Directions:
**A.** Decide whether each statement below agrees with the passage on stockholder proposals and voting, answering yes or no and quoting the deciding words of the passage: (i) Proposals meant for inclusion in the proxy statement for the 2004 meeting must be received no later than December 31, 2003. (ii) Broker non-votes are counted when determining the number of votes cast. (iii) A majority of the outstanding shares entitled to vote, present in person or represented by proxy, constitutes a quorum.
**B.** According to the passage on stockholder proposals and voting, which firm's appointment as auditors will a proxy given without instructions be voted to ratify?
**C.** Print the part of the passage on stockholder proposals and voting that begins at the words "PROPOSALS FOR 2004" and stops after "for that meeting.".

Given passage:
PROPOSALS FOR 2004 MEETING

        Any proposals of stockholders that are intended to be presented at the Corporation's 2004 Annual Meeting of Stockholders must be received at the Corporation's principal executive offices no later than December 31, 2003, and must comply with all other applicable legal requirements, in order to be included in the Corporation's proxy statement and form of proxy for that meeting.

        A stockholder who intends to submit a proposal for the Corporation's 2004 Annual Meeting that the stockholder does not intend to request be included in the Corporation's 2004 Proxy Statement in accordance with SEC rules must give notice to the Corporation prior to March 16, 2004. If the stockholder does not provide the Corporation with timely notice of such a proposal, the persons designated as management proxies on the Corporation's proxy card may exercise their discretionary authority to vote on that proposal. If the stockholder does provide the Corporation with timely notice of such a proposal, depending upon the circumstances, management proxies may not be able to exercise their discretionary authority to vote on the proposal.


GENERAL INFORMATION

        The Board of Directors is not aware of any matters to be presented at the meeting other than those specified above. If any other matter should be presented, the holders of the accompanying proxy will vote the shares represented by the proxy on such matter in accordance with their best judgment.

        All shares represented by the accompanying proxy, if the proxy is duly executed and received by the Corporation at or prior to the meeting, will be voted at the meeting in accordance with the instructions provided therein. If no such instructions are provided, the proxy will be voted for the election of directors and for the ratification of the appointment of Ernst & Young LLP as auditors. Under Delaware law and the Corporation's Certificate of Incorporation and By-Laws, if a quorum is present, directors are elected by a plurality of the votes cast by the holders of the shares present in person or represented by proxy at the meeting and entitled to vote on the election of directors. A majority of the outstanding shares entitled to vote, present in person or represented by proxy, constitutes a quorum. Shares represented by proxies or ballots withholding votes from one or more directors will not be counted in the election of that director but will be counted for purposes of determining a quorum. Abstentions and broker non-votes will be counted for purposes of determining the presence or absence of a quorum. Abstentions will be counted in tabulations of the votes cast on each of the proposals presented at the Annual Meeting, whereas broker non-votes will not be counted for purposes of determining the number of votes cast.

[Saved entries]
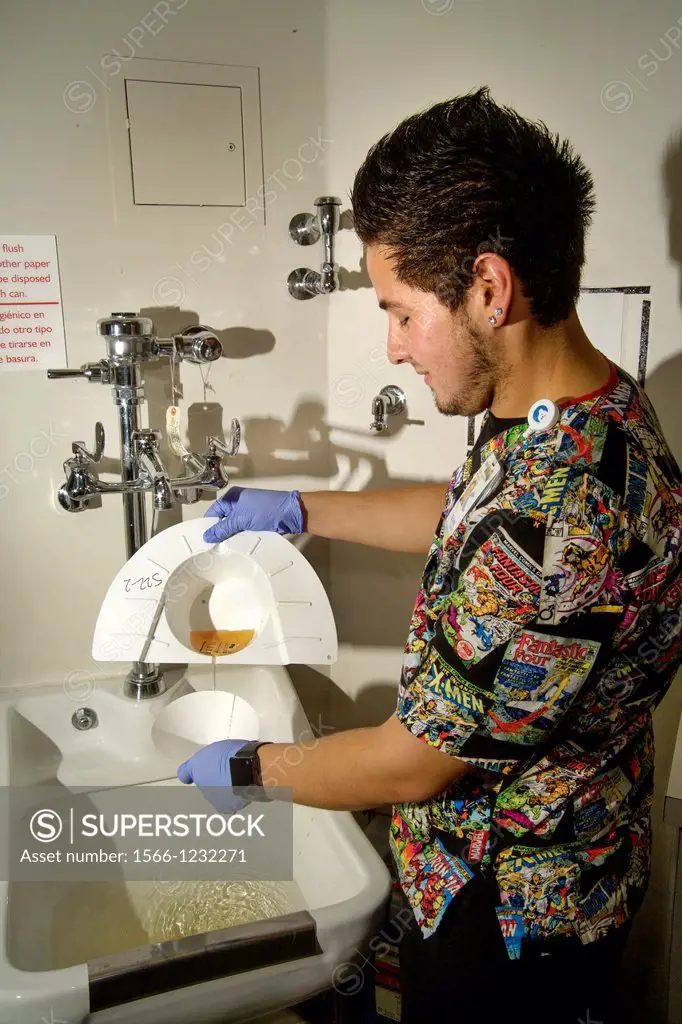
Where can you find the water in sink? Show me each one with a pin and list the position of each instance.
(98, 919)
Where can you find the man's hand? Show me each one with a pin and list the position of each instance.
(209, 770)
(358, 769)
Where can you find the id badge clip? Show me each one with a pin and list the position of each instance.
(480, 486)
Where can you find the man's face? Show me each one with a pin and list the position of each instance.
(457, 359)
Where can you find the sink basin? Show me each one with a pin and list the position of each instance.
(144, 952)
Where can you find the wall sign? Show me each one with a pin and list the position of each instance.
(31, 321)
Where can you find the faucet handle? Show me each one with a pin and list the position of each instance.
(79, 449)
(218, 446)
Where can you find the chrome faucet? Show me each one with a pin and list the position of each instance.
(305, 229)
(389, 401)
(131, 341)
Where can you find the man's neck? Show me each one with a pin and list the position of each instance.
(554, 363)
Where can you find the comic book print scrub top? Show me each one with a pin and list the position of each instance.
(546, 630)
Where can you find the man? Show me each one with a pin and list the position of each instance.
(547, 627)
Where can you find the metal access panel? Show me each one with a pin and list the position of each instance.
(173, 127)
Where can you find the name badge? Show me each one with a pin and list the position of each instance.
(481, 484)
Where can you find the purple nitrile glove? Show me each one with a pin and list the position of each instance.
(255, 508)
(209, 770)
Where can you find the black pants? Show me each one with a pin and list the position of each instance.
(462, 973)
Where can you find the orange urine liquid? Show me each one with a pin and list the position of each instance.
(218, 643)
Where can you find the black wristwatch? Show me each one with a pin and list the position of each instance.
(245, 770)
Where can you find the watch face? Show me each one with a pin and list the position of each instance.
(242, 769)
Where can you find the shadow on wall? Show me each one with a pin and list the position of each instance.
(385, 582)
(645, 977)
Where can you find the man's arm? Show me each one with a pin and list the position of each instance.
(399, 519)
(358, 769)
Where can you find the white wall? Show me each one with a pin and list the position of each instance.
(551, 60)
(350, 69)
(56, 178)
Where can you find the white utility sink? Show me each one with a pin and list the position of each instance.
(84, 951)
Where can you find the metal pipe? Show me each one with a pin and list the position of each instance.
(143, 680)
(133, 502)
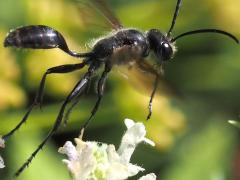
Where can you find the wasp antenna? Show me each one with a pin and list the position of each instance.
(179, 2)
(207, 31)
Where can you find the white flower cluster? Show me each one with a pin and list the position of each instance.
(100, 161)
(2, 145)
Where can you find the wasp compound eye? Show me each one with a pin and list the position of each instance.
(165, 51)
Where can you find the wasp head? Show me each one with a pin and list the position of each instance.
(161, 45)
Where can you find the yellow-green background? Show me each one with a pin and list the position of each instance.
(193, 138)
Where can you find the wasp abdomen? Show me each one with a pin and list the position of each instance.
(36, 37)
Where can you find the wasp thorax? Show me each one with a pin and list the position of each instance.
(160, 44)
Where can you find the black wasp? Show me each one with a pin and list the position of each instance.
(125, 46)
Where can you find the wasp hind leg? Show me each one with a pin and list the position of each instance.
(100, 89)
(38, 98)
(79, 87)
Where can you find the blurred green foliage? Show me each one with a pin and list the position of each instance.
(194, 140)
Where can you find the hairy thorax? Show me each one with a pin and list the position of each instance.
(123, 47)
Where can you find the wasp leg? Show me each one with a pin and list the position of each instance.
(79, 87)
(100, 90)
(67, 114)
(152, 96)
(38, 98)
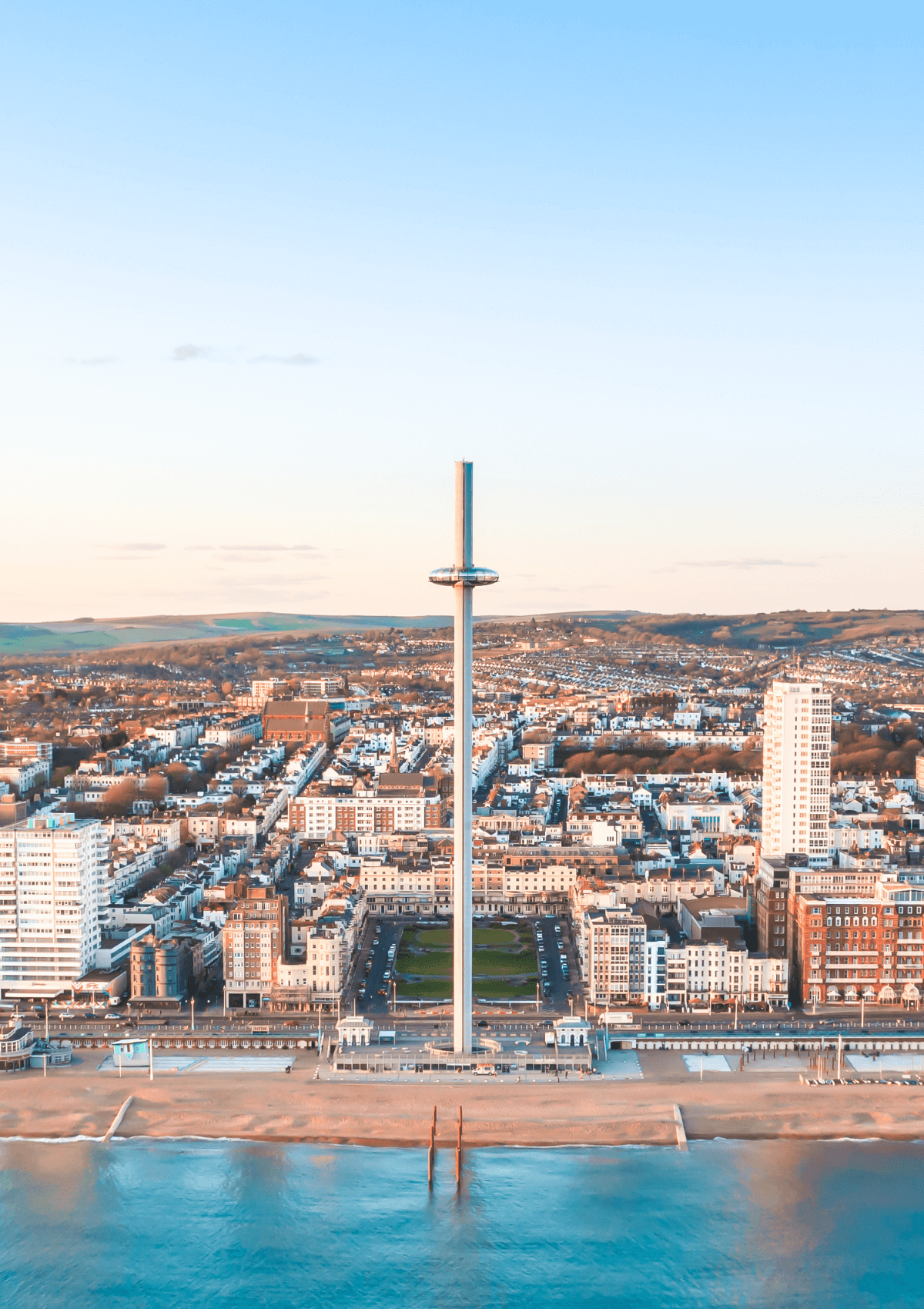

Worked answers:
**A.**
(i) Yes: "must be received at the Corporation's principal executive offices no later than December 31, 2003"
(ii) No: "broker non-votes will not be counted for purposes of determining the number of votes cast"
(iii) Yes: "A majority of the outstanding shares entitled to vote, present in person or represented by proxy, constitutes a quorum."

**B.** Ernst & Young LLP.

**C.**
PROPOSALS FOR 2004 MEETING

        Any proposals of stockholders that are intended to be presented at the Corporation's 2004 Annual Meeting of Stockholders must be received at the Corporation's principal executive offices no later than December 31, 2003, and must comply with all other applicable legal requirements, in order to be included in the Corporation's proxy statement and form of proxy for that meeting.